### WHAT IS REQUIRED:
Reproduce only the stretch of items from the line containing "the bird's eye" through the line containing "the bird's foot", requests included, shifting every coordinate in the answers up by 149.

### SUPPLIED ENTRIES:
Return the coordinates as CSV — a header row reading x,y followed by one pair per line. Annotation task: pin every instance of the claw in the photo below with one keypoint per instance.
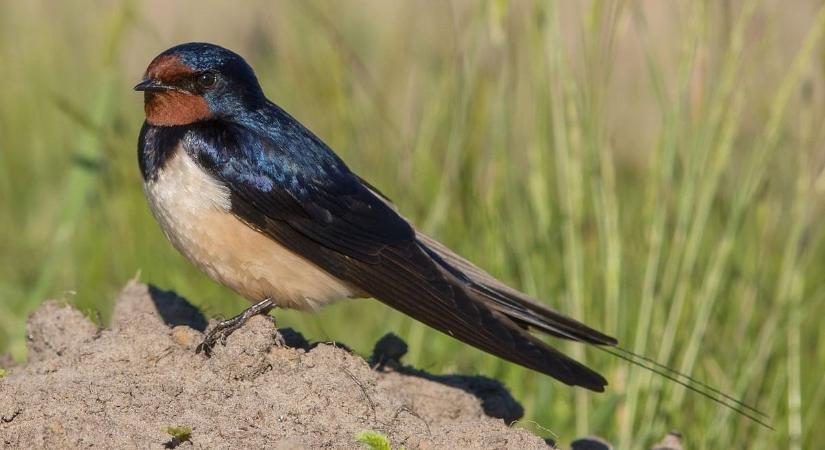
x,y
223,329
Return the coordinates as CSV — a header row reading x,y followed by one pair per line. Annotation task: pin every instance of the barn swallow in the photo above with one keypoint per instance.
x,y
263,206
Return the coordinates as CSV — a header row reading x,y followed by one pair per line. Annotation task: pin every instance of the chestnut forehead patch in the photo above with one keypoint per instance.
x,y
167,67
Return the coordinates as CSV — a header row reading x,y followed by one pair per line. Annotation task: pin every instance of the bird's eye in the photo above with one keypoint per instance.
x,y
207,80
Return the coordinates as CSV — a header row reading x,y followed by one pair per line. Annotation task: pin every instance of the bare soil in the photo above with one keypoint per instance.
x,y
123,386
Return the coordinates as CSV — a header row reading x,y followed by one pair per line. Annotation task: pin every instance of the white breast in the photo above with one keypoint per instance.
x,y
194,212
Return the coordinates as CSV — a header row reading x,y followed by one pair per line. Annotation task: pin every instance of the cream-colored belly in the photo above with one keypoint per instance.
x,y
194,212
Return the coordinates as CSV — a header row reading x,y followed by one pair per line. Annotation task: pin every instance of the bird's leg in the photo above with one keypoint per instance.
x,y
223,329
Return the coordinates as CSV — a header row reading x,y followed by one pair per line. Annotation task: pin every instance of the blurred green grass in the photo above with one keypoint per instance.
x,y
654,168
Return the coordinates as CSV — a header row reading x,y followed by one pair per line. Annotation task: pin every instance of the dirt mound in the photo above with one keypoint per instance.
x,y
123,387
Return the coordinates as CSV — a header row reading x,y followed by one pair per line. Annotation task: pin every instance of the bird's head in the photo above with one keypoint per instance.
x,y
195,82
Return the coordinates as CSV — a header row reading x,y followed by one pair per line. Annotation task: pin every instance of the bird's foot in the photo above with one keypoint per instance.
---
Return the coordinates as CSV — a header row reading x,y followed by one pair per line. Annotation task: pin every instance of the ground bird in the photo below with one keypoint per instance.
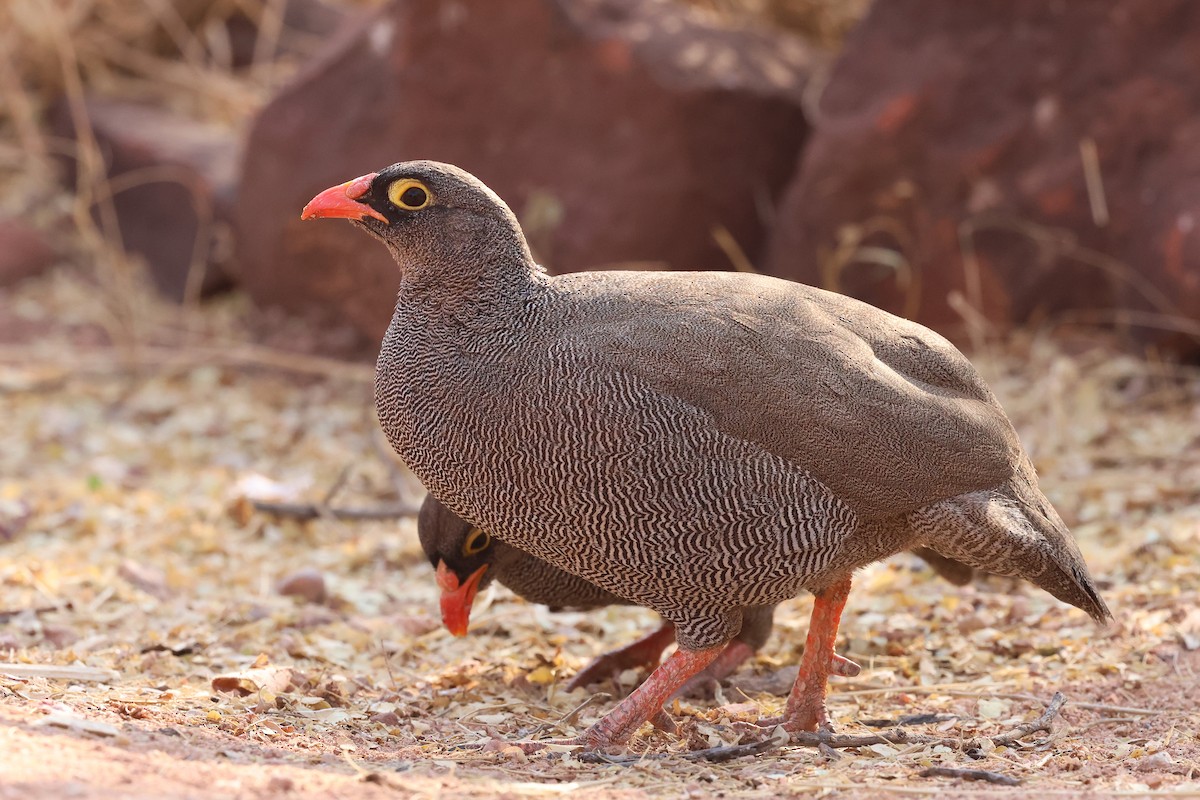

### TASK RESULT:
Return the coordinates as CSV — a header row reading x,y followed by one pair per line. Annotation task: pin every instance of the bird's eye in the photo above with one keypoint per instance.
x,y
356,229
Return the coordinates as CSV — a header row reading x,y followed by one pair per line. Annotation task: pin every instance of the bare soil in the photo above with one keypoint per instance.
x,y
272,535
Return the coordinates as CSV — a header row reading x,y followed by one pair per line. Annotation task: pin every instance of the white breast in the photo above with one keypoint per instance.
x,y
343,361
Return the coordinates as CSV — a header row reading x,y followed by one pair per line. Annotation task: pin every instance of the cream-colored belly in the photo above with one keypoint per instance.
x,y
343,361
Return the coordinates as CSV — a header row reading x,y followed by one pair per line. Annotation task: pin every instance of the bird's leg in the photo above with one keypoint per instance.
x,y
372,478
Return the coordinates as CSV — a header row reading x,y followed by one pair per line. Annotation task: pin every instance of the blurred green grass in the photo above with one keypoint per instance.
x,y
803,317
Return the coordinates as CSV — a header row reading x,y followed by one pair per line. Annotation task: pin every instance of the dirt mound in the photo above with one keypoint per instance.
x,y
272,536
Return the coordinates as CSV — a header row reading x,y followed by one pair per line. Annotation task: pin every instance of the bird's head in the photo above with one keypoint per instance.
x,y
344,231
Return the coordinates as CSV — a header row reading x,y followed by one pair per line. Annotation task: pin every instance of the bird's foot in the photo above with one keypoint per instance.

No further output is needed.